● **EXERCISE**: Reproduce the stretch from the start of the records through the line containing "[0,153,211,287]", both ends included, keeping every line and offsetting each bounding box coordinate by adding 50.

● **SUPPLIED MATERIAL**:

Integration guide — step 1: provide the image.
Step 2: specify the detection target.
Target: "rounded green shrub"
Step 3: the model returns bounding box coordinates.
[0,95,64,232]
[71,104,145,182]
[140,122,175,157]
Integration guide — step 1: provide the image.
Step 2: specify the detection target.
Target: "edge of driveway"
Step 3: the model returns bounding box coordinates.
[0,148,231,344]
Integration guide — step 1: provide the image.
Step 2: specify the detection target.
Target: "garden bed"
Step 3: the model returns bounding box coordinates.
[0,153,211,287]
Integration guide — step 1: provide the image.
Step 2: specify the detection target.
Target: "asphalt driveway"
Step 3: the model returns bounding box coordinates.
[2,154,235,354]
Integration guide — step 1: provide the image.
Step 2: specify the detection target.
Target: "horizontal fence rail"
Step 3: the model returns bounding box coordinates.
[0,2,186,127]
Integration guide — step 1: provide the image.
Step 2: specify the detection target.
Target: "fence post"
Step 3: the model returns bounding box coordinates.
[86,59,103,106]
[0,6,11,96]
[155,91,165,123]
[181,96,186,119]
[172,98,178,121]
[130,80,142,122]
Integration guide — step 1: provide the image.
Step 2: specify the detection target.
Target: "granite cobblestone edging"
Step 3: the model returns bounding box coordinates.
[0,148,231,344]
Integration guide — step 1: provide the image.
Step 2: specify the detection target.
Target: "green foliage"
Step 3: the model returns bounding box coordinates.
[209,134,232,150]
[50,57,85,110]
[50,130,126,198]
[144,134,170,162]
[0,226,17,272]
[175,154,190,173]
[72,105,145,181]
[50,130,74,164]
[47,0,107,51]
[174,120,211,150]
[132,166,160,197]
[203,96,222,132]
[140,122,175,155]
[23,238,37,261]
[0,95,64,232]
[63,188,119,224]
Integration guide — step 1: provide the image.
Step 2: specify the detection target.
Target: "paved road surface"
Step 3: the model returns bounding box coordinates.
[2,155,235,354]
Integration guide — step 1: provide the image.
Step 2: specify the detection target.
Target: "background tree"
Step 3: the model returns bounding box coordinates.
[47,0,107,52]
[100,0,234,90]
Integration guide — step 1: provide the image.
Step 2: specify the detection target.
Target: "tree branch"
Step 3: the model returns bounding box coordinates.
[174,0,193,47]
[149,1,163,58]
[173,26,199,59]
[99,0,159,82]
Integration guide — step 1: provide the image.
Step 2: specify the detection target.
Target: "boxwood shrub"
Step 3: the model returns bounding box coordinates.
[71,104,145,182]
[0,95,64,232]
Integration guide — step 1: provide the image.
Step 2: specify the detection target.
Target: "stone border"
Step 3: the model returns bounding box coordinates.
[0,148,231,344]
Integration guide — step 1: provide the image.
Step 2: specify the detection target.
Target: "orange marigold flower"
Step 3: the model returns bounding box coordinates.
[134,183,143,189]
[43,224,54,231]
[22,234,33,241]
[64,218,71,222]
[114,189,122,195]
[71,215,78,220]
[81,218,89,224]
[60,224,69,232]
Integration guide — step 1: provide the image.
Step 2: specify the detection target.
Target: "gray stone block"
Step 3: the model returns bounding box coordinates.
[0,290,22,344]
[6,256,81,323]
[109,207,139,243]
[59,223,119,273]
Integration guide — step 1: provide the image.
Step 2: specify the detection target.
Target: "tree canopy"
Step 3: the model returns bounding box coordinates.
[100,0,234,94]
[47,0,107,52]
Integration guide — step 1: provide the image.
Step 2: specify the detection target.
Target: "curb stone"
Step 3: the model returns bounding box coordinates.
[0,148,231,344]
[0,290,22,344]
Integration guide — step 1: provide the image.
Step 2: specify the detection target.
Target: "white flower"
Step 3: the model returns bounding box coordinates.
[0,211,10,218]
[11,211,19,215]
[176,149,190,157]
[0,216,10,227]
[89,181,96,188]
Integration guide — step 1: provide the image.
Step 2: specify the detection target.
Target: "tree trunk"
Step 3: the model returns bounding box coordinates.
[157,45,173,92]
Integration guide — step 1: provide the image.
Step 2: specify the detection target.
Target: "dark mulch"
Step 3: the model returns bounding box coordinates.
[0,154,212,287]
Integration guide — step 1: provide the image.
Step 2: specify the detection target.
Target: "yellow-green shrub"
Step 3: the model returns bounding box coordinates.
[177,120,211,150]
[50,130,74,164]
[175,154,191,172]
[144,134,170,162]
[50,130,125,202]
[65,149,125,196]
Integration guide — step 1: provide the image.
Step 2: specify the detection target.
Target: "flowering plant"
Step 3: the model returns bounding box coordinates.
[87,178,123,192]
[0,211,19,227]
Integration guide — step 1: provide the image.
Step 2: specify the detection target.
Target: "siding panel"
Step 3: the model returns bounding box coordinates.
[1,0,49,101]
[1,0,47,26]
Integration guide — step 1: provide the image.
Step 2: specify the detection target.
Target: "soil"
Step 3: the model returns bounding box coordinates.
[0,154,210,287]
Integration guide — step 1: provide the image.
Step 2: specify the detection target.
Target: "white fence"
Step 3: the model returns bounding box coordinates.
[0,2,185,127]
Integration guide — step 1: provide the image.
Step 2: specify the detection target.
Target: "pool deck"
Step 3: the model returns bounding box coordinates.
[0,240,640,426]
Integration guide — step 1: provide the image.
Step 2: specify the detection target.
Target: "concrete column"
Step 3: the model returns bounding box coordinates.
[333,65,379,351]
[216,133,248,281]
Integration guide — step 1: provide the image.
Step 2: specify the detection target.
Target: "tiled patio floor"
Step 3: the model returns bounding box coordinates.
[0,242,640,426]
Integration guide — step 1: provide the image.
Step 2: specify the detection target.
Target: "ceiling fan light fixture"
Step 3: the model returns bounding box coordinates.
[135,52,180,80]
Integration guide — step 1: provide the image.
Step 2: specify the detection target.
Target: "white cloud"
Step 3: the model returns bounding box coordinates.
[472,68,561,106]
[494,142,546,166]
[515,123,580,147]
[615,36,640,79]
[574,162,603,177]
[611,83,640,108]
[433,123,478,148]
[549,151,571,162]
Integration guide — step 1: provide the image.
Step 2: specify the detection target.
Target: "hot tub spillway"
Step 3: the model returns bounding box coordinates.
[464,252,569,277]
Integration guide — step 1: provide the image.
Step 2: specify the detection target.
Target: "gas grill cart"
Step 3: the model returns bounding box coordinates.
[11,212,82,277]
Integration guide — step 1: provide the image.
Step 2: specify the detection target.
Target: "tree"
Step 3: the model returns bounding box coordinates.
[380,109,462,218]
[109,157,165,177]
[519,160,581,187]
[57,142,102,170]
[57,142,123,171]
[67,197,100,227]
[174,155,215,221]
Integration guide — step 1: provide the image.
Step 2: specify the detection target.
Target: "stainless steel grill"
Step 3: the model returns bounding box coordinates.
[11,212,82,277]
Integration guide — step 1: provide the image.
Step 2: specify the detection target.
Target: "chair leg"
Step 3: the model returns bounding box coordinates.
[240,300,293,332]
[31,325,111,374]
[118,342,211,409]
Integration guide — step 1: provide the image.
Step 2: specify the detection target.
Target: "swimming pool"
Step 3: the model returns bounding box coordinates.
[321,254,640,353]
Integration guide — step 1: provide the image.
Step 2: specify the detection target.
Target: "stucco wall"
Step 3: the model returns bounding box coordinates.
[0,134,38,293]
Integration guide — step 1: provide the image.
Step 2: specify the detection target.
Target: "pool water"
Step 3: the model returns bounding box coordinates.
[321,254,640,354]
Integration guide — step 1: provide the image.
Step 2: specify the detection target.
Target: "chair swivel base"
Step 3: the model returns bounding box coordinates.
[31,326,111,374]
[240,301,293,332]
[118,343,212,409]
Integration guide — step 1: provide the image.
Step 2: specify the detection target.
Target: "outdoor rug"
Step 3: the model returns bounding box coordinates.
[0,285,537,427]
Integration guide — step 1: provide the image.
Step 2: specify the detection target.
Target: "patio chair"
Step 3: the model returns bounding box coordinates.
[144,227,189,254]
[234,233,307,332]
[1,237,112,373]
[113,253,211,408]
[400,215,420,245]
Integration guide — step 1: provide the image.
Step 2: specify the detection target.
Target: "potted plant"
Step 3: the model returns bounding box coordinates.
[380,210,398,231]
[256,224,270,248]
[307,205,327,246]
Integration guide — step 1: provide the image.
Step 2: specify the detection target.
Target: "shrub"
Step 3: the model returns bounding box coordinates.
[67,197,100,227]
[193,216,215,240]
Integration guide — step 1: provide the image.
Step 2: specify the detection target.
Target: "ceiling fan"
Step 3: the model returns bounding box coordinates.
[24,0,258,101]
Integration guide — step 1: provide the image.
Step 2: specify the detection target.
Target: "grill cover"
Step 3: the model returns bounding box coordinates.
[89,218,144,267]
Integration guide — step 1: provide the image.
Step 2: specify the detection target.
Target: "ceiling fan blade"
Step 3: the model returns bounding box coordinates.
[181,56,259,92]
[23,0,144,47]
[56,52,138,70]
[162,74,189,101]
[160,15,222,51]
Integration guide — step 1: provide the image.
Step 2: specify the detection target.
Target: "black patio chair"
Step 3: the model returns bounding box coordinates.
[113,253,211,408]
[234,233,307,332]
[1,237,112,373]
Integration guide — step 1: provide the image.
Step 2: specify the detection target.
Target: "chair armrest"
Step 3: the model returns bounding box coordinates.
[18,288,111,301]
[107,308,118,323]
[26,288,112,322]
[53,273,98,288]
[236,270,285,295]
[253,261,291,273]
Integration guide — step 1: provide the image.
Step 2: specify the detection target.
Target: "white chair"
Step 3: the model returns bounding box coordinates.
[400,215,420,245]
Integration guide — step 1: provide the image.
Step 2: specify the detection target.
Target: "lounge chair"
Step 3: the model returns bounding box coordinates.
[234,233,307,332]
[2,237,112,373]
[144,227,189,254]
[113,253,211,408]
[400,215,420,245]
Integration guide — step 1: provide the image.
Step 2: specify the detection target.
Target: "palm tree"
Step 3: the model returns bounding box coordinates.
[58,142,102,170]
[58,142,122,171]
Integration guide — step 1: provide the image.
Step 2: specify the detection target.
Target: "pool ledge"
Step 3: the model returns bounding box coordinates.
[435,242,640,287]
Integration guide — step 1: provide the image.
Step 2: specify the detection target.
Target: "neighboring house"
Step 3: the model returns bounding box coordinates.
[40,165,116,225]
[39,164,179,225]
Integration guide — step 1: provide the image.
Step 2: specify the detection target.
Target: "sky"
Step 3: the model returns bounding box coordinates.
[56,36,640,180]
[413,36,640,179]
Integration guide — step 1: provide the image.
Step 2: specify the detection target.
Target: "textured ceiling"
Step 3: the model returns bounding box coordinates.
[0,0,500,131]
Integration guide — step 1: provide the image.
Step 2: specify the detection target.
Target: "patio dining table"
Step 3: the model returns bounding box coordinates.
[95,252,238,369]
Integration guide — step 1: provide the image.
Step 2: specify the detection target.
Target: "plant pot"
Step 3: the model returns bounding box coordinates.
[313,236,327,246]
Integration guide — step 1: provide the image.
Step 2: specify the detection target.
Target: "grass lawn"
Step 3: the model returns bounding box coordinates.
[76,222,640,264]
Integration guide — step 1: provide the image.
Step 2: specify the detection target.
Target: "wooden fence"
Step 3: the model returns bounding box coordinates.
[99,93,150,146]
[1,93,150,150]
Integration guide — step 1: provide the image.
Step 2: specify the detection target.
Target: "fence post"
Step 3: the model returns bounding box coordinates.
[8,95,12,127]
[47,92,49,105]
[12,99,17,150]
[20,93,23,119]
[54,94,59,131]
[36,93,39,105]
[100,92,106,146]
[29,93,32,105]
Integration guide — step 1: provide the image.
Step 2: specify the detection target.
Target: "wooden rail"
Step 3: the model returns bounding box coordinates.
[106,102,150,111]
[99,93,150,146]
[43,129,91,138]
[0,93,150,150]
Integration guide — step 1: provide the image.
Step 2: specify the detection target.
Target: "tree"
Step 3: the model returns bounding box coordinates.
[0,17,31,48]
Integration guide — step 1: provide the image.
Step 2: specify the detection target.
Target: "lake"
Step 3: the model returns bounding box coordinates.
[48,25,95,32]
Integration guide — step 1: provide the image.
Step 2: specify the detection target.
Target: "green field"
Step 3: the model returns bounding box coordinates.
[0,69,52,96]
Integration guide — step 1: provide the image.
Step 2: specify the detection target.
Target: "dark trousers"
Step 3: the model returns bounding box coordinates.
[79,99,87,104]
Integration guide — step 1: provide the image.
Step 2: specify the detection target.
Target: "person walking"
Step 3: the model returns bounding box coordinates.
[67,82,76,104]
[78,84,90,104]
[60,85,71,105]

● **WRITTEN SOLUTION**:
Integration guide — step 1: provide the image.
Step 2: specify the detection target.
Target: "rounded green shrub"
Step 3: the model returns bounding box coordinates.
[50,145,114,282]
[121,154,195,232]
[190,172,225,207]
Integration guide — step 1: provide the image.
Step 2: specify the detection target.
Target: "edge of driveway"
Step 3: the model returns bounding box coordinates.
[50,198,281,394]
Integration guide — step 1: provide the image.
Step 2: specify the detection target.
Target: "garden bed"
Step 3: the model returns bounding box coordinates.
[50,203,261,337]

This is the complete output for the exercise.